Written exercise:
Rewrite the records starting at the line that contains "Note for the class: annotate every instance of the river in" and stopping after the line that contains "(1056, 345)", with both of those lines included and the requests carried over unchanged. Multiply every coordinate in the answers by 1.5 and round each result to a whole number, rounding halves up.

Exercise input:
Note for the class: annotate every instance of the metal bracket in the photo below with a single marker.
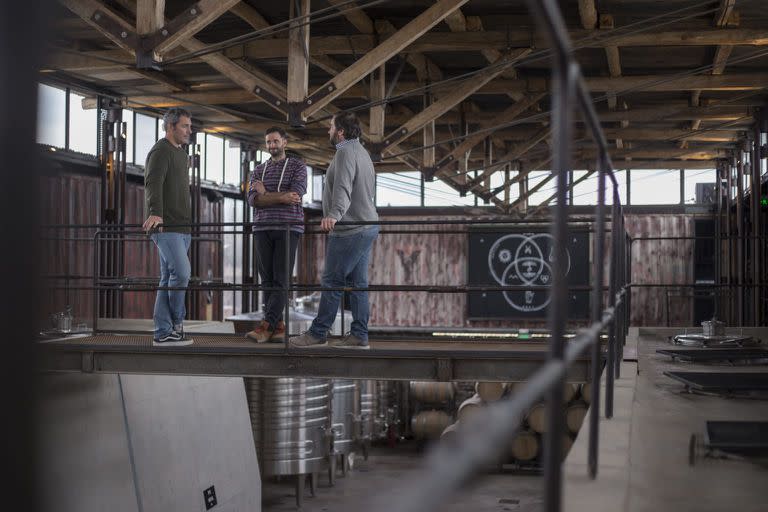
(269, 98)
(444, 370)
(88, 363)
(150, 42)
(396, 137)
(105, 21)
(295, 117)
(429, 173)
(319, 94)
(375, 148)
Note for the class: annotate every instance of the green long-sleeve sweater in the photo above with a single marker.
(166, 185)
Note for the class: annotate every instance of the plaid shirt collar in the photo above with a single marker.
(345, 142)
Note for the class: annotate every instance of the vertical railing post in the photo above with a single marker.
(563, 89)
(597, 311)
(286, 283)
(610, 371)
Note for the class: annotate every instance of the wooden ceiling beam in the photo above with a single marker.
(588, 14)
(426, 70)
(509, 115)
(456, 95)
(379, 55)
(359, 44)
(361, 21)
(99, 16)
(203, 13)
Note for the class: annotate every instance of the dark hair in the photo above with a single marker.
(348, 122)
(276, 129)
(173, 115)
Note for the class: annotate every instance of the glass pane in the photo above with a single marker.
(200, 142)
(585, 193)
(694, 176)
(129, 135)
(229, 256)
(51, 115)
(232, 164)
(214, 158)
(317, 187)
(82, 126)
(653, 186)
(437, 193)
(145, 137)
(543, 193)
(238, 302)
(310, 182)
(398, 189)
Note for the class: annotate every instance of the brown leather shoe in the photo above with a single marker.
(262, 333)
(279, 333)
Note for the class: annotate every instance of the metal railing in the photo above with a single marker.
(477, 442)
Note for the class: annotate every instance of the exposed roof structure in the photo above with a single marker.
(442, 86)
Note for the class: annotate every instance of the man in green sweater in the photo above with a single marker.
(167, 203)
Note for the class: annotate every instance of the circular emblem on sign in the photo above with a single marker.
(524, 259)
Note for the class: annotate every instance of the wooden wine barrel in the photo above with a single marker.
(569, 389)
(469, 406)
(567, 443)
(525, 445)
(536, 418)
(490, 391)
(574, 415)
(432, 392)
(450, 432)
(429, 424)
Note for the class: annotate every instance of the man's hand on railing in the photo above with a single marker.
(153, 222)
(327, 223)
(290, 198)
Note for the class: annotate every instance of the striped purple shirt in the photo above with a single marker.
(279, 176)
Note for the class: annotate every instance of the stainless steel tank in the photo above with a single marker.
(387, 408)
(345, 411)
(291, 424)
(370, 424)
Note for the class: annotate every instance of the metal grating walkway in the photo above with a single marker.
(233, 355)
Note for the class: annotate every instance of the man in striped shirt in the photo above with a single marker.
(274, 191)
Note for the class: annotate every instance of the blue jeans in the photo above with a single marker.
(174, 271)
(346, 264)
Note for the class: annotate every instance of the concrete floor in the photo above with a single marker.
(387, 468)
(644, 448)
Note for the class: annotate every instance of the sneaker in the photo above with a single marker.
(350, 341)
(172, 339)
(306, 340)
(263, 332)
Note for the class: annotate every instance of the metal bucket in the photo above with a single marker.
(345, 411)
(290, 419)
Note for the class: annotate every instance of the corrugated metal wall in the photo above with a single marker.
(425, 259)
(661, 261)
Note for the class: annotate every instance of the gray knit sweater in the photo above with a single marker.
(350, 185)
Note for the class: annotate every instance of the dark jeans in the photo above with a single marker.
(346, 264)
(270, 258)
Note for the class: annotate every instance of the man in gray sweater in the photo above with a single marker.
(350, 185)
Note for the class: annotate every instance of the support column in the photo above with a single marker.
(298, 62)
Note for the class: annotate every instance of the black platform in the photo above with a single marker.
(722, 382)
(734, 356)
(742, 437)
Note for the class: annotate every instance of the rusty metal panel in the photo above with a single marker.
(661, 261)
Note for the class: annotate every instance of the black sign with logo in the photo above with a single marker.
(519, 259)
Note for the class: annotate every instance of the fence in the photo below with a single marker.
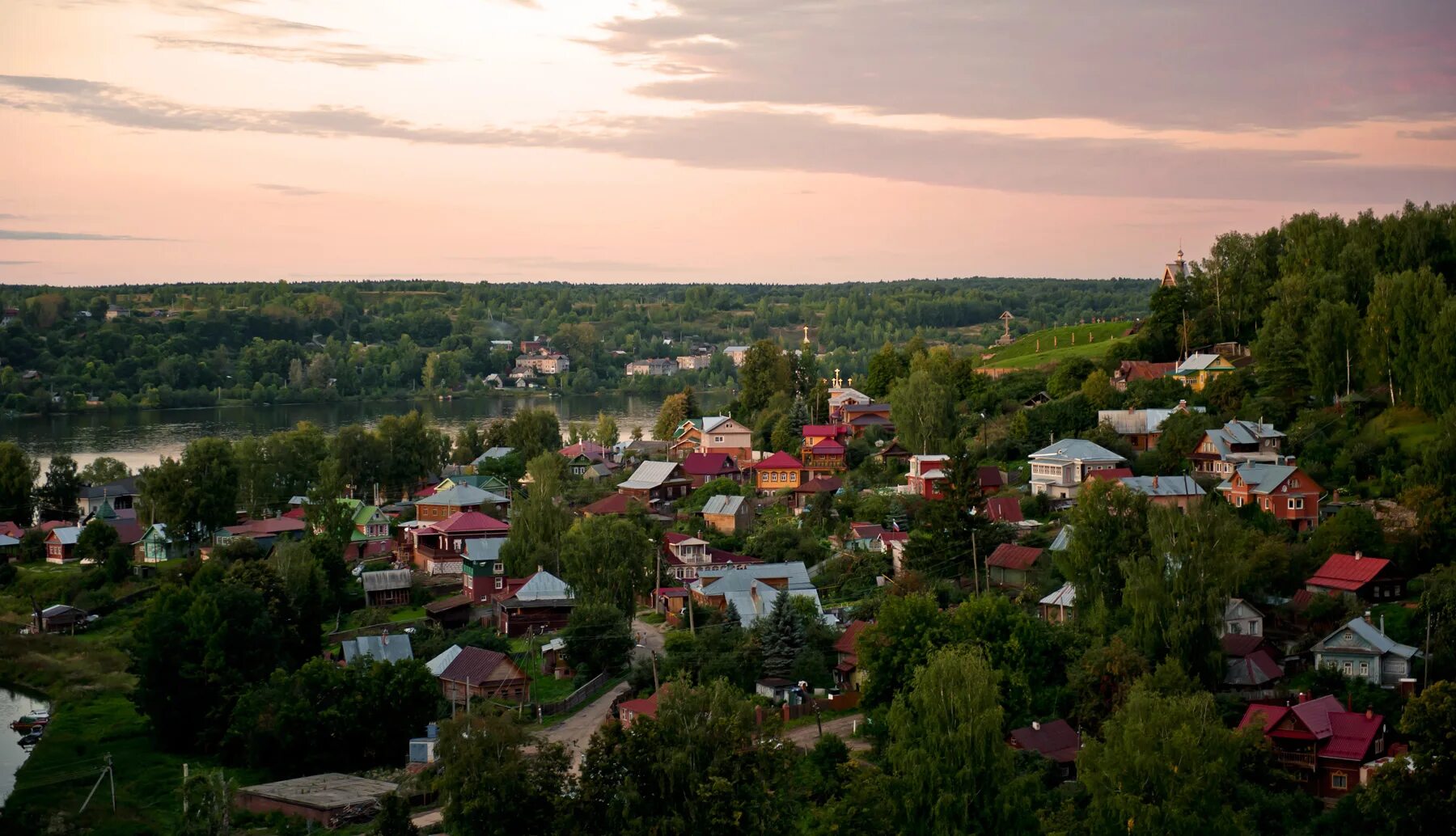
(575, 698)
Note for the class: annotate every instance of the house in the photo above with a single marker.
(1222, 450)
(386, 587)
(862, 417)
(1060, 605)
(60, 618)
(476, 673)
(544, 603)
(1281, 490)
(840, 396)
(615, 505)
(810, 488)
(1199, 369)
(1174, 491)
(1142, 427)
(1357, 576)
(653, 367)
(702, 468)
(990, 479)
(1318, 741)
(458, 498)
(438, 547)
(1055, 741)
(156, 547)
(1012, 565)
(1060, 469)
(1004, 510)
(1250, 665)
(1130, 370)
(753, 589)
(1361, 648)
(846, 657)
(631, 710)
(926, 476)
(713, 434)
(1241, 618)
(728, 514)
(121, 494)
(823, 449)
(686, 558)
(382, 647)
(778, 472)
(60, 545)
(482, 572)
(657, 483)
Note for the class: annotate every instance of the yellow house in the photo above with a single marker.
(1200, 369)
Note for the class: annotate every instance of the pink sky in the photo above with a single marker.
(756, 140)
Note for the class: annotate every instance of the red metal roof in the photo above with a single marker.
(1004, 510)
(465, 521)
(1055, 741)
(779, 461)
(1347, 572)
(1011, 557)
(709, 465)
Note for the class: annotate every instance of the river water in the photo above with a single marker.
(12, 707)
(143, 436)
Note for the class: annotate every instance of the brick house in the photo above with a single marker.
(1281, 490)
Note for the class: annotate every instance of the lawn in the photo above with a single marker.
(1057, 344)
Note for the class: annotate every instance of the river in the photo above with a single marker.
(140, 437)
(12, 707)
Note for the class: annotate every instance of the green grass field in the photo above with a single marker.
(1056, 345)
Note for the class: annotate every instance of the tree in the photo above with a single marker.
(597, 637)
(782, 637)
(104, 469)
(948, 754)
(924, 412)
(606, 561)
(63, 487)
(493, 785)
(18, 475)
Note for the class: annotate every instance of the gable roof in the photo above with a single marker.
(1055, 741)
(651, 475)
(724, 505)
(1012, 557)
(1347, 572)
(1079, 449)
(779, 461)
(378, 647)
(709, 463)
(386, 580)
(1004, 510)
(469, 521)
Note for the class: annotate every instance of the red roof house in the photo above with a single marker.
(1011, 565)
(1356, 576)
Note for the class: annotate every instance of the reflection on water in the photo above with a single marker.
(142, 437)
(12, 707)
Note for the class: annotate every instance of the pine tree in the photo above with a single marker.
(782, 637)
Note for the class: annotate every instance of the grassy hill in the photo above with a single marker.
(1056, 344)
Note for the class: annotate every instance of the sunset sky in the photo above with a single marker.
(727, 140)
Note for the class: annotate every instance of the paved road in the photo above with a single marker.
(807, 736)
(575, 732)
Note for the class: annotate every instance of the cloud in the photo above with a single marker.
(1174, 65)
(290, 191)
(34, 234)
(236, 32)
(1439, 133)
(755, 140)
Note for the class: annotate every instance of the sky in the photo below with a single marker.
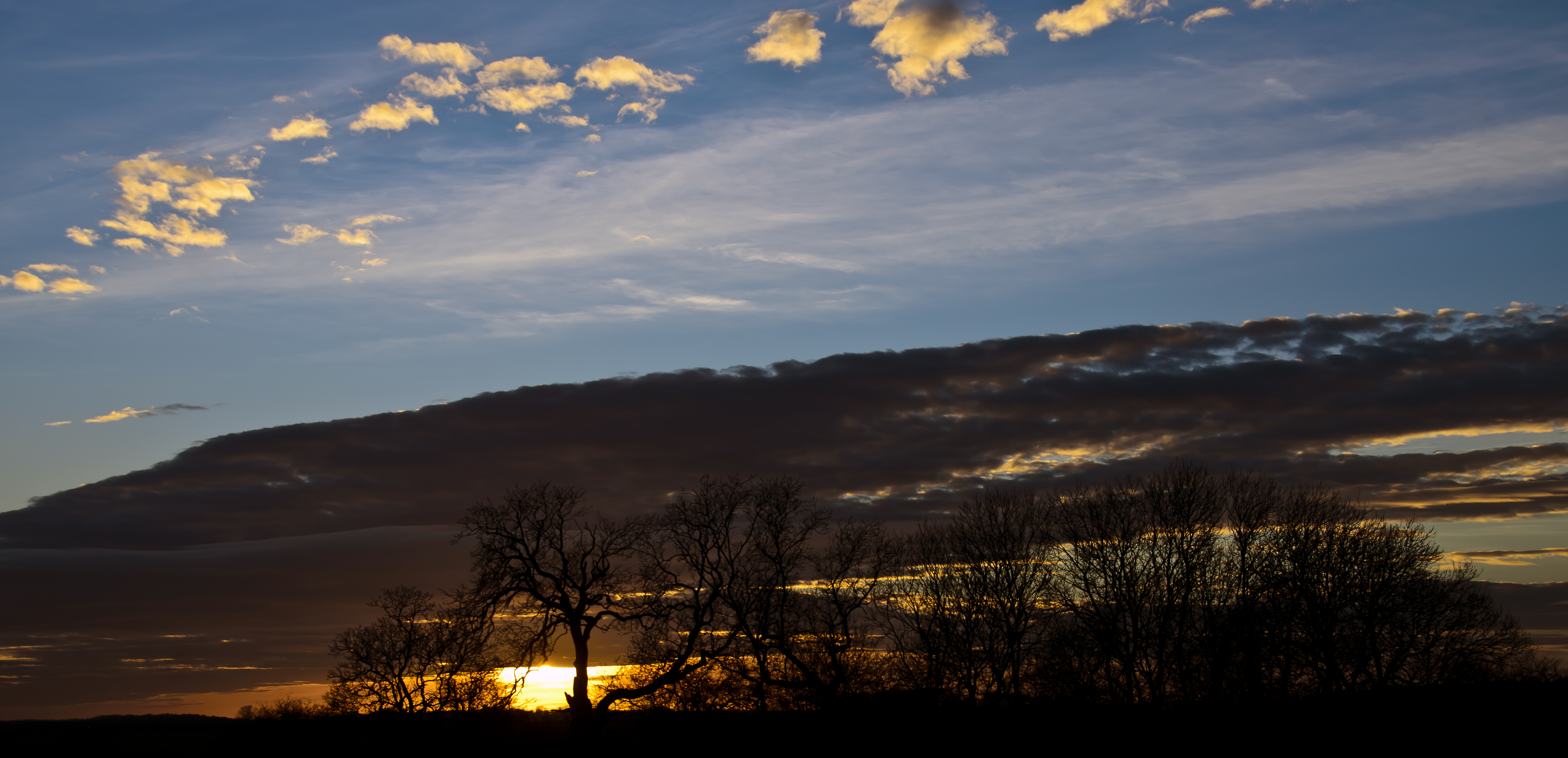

Full solution:
Note for the class: annotate every instance of the river in the photo above with a single marker.
(210, 656)
(18, 1061)
Note for the class: annotate every instance of the green grass field in the photo above with a single marker.
(1584, 518)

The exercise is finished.